**PROBLEM STATEMENT**
Render all of the entries below as a numbered list, one line per number, with blank lines omitted. Leave the pictures out of the list.

**GIVEN INFORMATION**
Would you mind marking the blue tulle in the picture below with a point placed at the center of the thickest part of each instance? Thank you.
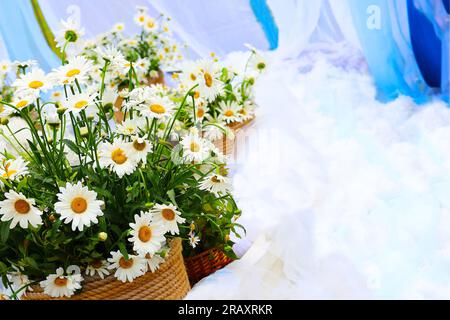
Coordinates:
(22, 35)
(265, 18)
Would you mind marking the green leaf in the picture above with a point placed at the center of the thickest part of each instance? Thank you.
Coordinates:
(123, 250)
(4, 231)
(171, 194)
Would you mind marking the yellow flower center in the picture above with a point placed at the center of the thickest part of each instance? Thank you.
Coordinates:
(139, 146)
(229, 113)
(81, 104)
(22, 206)
(214, 179)
(61, 282)
(195, 147)
(22, 104)
(200, 113)
(9, 173)
(79, 205)
(168, 214)
(36, 84)
(125, 264)
(157, 108)
(145, 234)
(73, 72)
(208, 80)
(118, 156)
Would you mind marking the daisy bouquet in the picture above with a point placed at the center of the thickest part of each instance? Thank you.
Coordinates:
(222, 96)
(85, 195)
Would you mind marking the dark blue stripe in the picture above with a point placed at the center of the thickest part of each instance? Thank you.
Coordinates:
(265, 18)
(426, 45)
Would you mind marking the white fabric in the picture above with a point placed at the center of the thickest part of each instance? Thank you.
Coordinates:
(344, 197)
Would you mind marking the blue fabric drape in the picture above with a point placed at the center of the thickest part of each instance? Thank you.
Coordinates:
(265, 18)
(434, 16)
(22, 35)
(387, 49)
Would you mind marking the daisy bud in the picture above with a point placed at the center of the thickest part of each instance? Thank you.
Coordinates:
(4, 121)
(84, 132)
(102, 236)
(207, 207)
(149, 204)
(61, 110)
(124, 93)
(154, 74)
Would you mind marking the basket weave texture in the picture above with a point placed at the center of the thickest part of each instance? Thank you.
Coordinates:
(205, 263)
(169, 282)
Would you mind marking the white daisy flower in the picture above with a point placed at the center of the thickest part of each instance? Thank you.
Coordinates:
(109, 53)
(99, 267)
(216, 184)
(257, 63)
(141, 18)
(20, 210)
(57, 96)
(130, 127)
(118, 157)
(140, 149)
(34, 81)
(168, 216)
(194, 148)
(153, 261)
(5, 66)
(14, 169)
(109, 97)
(142, 65)
(24, 99)
(5, 110)
(70, 31)
(78, 102)
(229, 111)
(246, 111)
(190, 74)
(59, 285)
(19, 281)
(78, 205)
(193, 240)
(150, 24)
(78, 68)
(119, 27)
(157, 108)
(146, 236)
(209, 84)
(127, 270)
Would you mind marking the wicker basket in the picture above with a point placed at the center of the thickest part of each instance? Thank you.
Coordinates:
(205, 263)
(169, 282)
(226, 145)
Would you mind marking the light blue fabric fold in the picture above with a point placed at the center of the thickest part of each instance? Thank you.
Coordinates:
(265, 18)
(436, 13)
(387, 49)
(22, 35)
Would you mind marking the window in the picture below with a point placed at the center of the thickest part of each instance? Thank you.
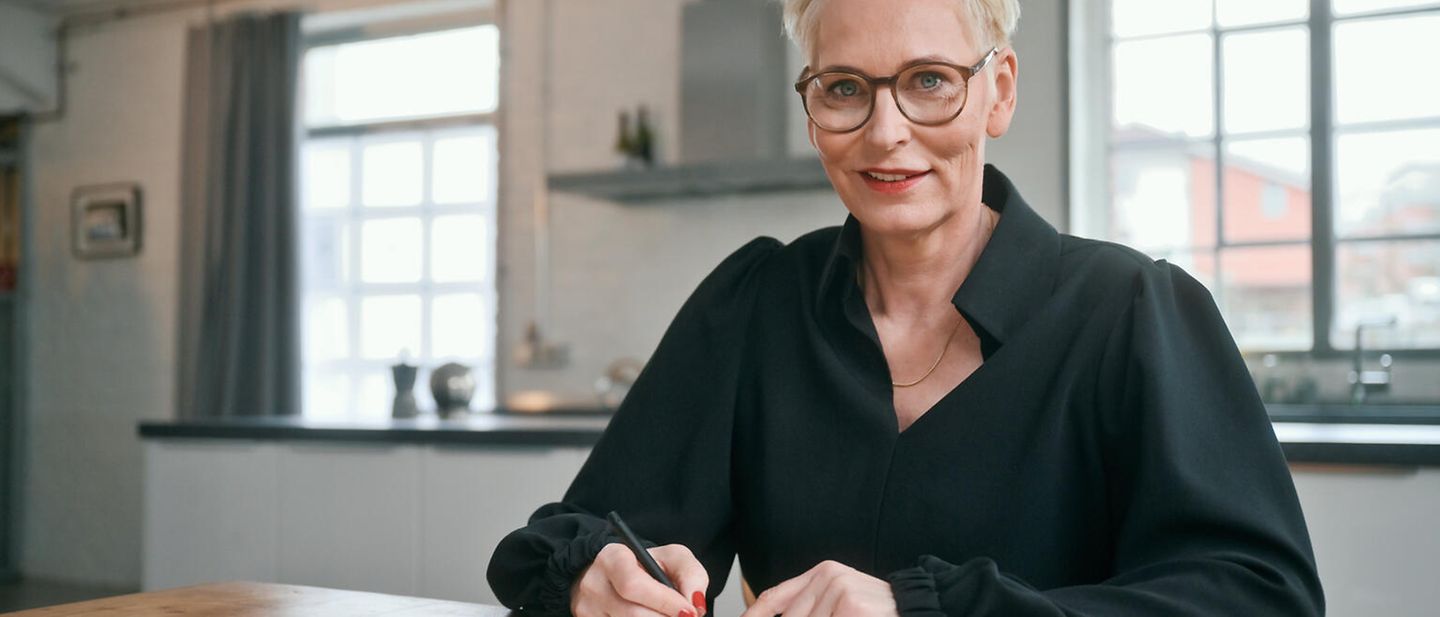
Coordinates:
(1283, 152)
(398, 195)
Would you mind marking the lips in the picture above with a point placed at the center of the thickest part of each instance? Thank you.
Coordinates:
(892, 180)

**THE OUTPUT**
1. Would you mind marking the blue tulle in the picture below with a point placed at the center of the thickest part of each instance? Thank you.
2. Coordinates:
3. (22, 35)
4. (265, 18)
5. Would you mind marking the green leaf in the picture above with a point placed at the center of the thickest part of each instance? Thank you.
6. Coordinates:
7. (123, 250)
8. (4, 231)
9. (171, 194)
10. Would you mind marking the yellow flower center in the picture above with a point placed at the center of the thickest part of each instance? Thank you.
11. Coordinates:
12. (139, 146)
13. (229, 113)
14. (81, 104)
15. (22, 206)
16. (214, 179)
17. (61, 282)
18. (195, 147)
19. (22, 104)
20. (200, 113)
21. (9, 173)
22. (79, 205)
23. (168, 214)
24. (36, 84)
25. (125, 264)
26. (157, 108)
27. (145, 234)
28. (73, 72)
29. (208, 80)
30. (118, 156)
31. Would you mind marking the daisy bouquet in the picture above with a point placed at the center of the thickest part of each instance? Thank you.
32. Coordinates:
33. (222, 96)
34. (85, 195)
35. Would you mind marking the dark blue stripe in the picture above with a point placed at the center of the thickest part of each instance? Thank you.
36. Coordinates:
37. (265, 18)
38. (426, 45)
39. Would you mind marking the white fabric in the picture above with a point placed at the center of the thickest part of each instance? Thank you.
40. Coordinates:
41. (344, 197)
42. Would you mind marking the blue fabric drape in the picture above with a point placed at the center of the thickest part of each instance? Thank you.
43. Coordinates:
44. (265, 18)
45. (434, 16)
46. (22, 35)
47. (387, 49)
48. Would you mind marking the daisy bud in the picture above with a point placed at the center of the thickest part of each instance? Thank you.
49. Coordinates:
50. (4, 121)
51. (84, 132)
52. (102, 236)
53. (207, 207)
54. (149, 204)
55. (61, 110)
56. (124, 93)
57. (154, 74)
58. Would you mind marking the basket weave texture in the picture above with a point placed at the center of the thickest part of each instance? Thank you.
59. Coordinates:
60. (205, 263)
61. (169, 282)
62. Would you mind marking the white daisy flower in the picture above with a point placed at the center of the thickest part of each instance? Thank you.
63. Coordinates:
64. (109, 53)
65. (99, 267)
66. (216, 184)
67. (257, 63)
68. (141, 18)
69. (20, 210)
70. (57, 96)
71. (130, 127)
72. (118, 157)
73. (140, 149)
74. (34, 81)
75. (168, 216)
76. (194, 148)
77. (153, 261)
78. (5, 66)
79. (14, 169)
80. (109, 97)
81. (142, 65)
82. (24, 99)
83. (5, 110)
84. (70, 31)
85. (78, 102)
86. (229, 111)
87. (246, 111)
88. (190, 74)
89. (59, 285)
90. (19, 281)
91. (78, 205)
92. (193, 240)
93. (150, 24)
94. (78, 68)
95. (119, 27)
96. (157, 108)
97. (146, 236)
98. (209, 84)
99. (127, 270)
100. Would you mind marking the wicker basket in the picture above with a point placed at the center of the thickest part of each instance? Thank you.
101. Coordinates:
102. (205, 263)
103. (169, 282)
104. (226, 145)
105. Would you mind marking the light blue fabric fold in the picture above with a point placed at the center of the thickest part of each instance? Thank you.
106. Coordinates:
107. (265, 18)
108. (436, 13)
109. (387, 49)
110. (22, 35)
111. Would you mind marking the window in the picture below with a point placed at the center of the thickest part of each instance? Thank you.
112. Coordinates:
113. (1283, 152)
114. (398, 195)
115. Would you mind marking the lips in the picture above with a point placed at the center of the thickest part of each instance? Thank you.
116. Coordinates:
117. (892, 180)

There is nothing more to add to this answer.